TASK INSTRUCTIONS:
In your copy, include no images, and write out every entry below exactly as it stands.

━━ SUPPLIED DATA

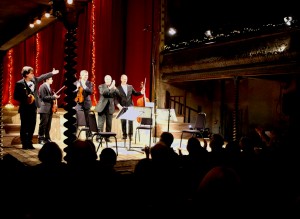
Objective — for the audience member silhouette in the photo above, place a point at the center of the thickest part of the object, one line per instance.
(194, 166)
(48, 178)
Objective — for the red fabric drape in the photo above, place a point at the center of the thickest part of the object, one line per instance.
(111, 40)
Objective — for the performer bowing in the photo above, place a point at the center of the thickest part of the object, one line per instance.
(124, 99)
(45, 110)
(83, 98)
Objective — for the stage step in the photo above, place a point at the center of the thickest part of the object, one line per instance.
(174, 127)
(12, 129)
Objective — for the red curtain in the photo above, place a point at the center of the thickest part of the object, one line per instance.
(111, 40)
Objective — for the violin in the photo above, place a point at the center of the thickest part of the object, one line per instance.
(142, 100)
(54, 106)
(79, 98)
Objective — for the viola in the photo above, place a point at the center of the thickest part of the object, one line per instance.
(54, 106)
(142, 100)
(79, 98)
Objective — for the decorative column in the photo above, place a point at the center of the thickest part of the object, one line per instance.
(69, 14)
(236, 109)
(1, 109)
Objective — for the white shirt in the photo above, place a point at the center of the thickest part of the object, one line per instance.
(125, 89)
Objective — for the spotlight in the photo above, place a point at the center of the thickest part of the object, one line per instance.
(47, 14)
(38, 21)
(208, 34)
(288, 20)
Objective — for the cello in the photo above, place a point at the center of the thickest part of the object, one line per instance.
(142, 100)
(79, 98)
(54, 106)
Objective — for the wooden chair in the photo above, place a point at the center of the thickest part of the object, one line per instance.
(93, 129)
(198, 127)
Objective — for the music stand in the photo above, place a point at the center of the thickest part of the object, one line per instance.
(166, 115)
(129, 113)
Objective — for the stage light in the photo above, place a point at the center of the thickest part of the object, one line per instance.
(288, 20)
(172, 31)
(47, 14)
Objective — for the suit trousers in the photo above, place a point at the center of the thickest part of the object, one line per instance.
(105, 117)
(28, 121)
(124, 127)
(45, 125)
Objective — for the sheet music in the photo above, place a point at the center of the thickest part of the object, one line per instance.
(130, 114)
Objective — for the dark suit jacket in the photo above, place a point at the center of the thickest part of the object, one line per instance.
(87, 103)
(126, 100)
(21, 91)
(106, 95)
(46, 99)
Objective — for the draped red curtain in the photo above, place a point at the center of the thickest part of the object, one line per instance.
(110, 40)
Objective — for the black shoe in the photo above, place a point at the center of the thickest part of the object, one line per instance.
(26, 147)
(30, 147)
(40, 141)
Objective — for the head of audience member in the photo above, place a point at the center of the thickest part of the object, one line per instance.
(80, 152)
(246, 144)
(216, 142)
(108, 157)
(50, 153)
(160, 152)
(167, 138)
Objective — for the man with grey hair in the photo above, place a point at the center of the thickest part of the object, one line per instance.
(106, 104)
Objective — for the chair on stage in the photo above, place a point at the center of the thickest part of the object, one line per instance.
(145, 124)
(198, 129)
(94, 131)
(81, 123)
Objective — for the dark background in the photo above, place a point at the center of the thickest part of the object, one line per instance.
(192, 18)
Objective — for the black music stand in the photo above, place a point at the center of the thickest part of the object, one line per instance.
(129, 113)
(168, 115)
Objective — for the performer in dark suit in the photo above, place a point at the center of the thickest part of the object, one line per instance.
(84, 88)
(106, 105)
(26, 93)
(125, 100)
(45, 111)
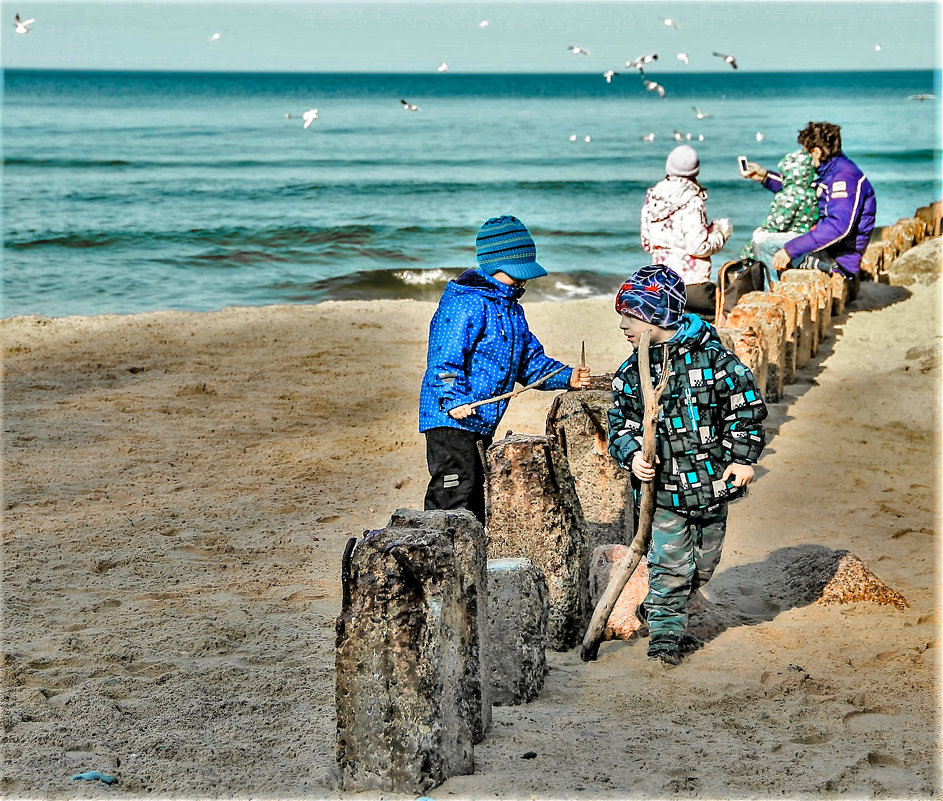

━━━━

EXERCISE SOLUTION:
Objective — for the audience member silhouette in the photo above, place a point at the center of the thickest part of the object, one line per instance.
(194, 166)
(48, 178)
Objective — for the red fabric drape in the photo above, place a point at the center of the thickest part of the object, one line per instance.
(111, 40)
Objective — for the performer bowing in the photo above, place a point at the center of the thickest part of the object, one line per instance.
(124, 99)
(45, 110)
(83, 98)
Objective — for the stage step in the photo above, place a point at the center of the thickest part of the object, one line per instance.
(174, 127)
(12, 129)
Objective — for the red curtain in the photo above, place a point at the center of the thickest part of the object, one line per instance.
(111, 40)
Objective — for the violin in the photo above, place a point at the center of the thickest part of the object, one line per instance.
(142, 100)
(54, 106)
(79, 98)
Objective — for the viola in the photo above, place a point at the center of the thickest part of the object, one line per instance.
(54, 106)
(142, 100)
(79, 98)
Objective — for the decorative column in the photo above, place a point at the center of the thickest part of the object, one line per instance.
(69, 14)
(236, 109)
(1, 109)
Objective — for the white shirt in the photo above, place a point at the center of the thickest part of the object, one line per instance.
(125, 89)
Objective — for the spotlight in the photo above, place a point at the center of the thickest part of the object, one line per instance.
(47, 14)
(38, 21)
(208, 34)
(288, 20)
Objective — for the cello in the photo above, place a point at the center of the thickest part of the object, one line per instance.
(142, 100)
(79, 98)
(54, 106)
Objective — for the wooden chair in the photo above, place a point at the center of the thickest part of the object, one line per instance.
(93, 129)
(198, 127)
Objective — for the music stand in the photo above, place a point at the center of the thickest part of the object, one line per instance.
(166, 115)
(129, 113)
Objective — for the stage light in the photo above, place a point at the center of the thickest part of the object, one line per instance.
(288, 20)
(172, 31)
(47, 14)
Objective — for the suit trousers in the photo above, place a point at the center of the thickest part of the object, one line per instance.
(105, 117)
(28, 121)
(124, 127)
(45, 125)
Objective — for the sheet music in the photo above, place a point at the center of the thickest part of the object, one line per instance.
(130, 114)
Objective — for the dark suit jacket in the photo above, place a point at the center of the thickest part of the object, one line per instance.
(87, 103)
(126, 100)
(21, 91)
(106, 95)
(46, 99)
Objective — for the draped red curtain in the photo above, place a point at the center of the thickest part of the object, one line per instance.
(110, 40)
Objective — for the black shoe in the photo above, place a point at the center of the thickest part of the object, one line per instance.
(26, 147)
(30, 147)
(40, 141)
Objective — for the head of audience member in the photo above, place a point at the center of the thickest part of the object, one line per instance.
(80, 152)
(246, 144)
(216, 142)
(108, 157)
(50, 153)
(160, 152)
(167, 138)
Objective — for the man with grey hair in the photo above, place a point at the center of the thickest part of the object, one line per instance.
(106, 104)
Objective — for the chair on stage in the photo above, place a point at the center of the thickest part of the object, one line per instance.
(145, 124)
(198, 129)
(94, 131)
(81, 123)
Objective — for the dark background in the photo above, place a point at the center of the thickest part of the object, one line per instance.
(192, 18)
Objective — for the black music stand in the photo above, place a point at the center of the thickest part of the object, one line per instance.
(129, 113)
(168, 115)
Objective — for the performer in dark suit in the photo above, place a point at the center of the thickest part of the object, one line per instance.
(84, 88)
(106, 105)
(26, 93)
(125, 100)
(45, 111)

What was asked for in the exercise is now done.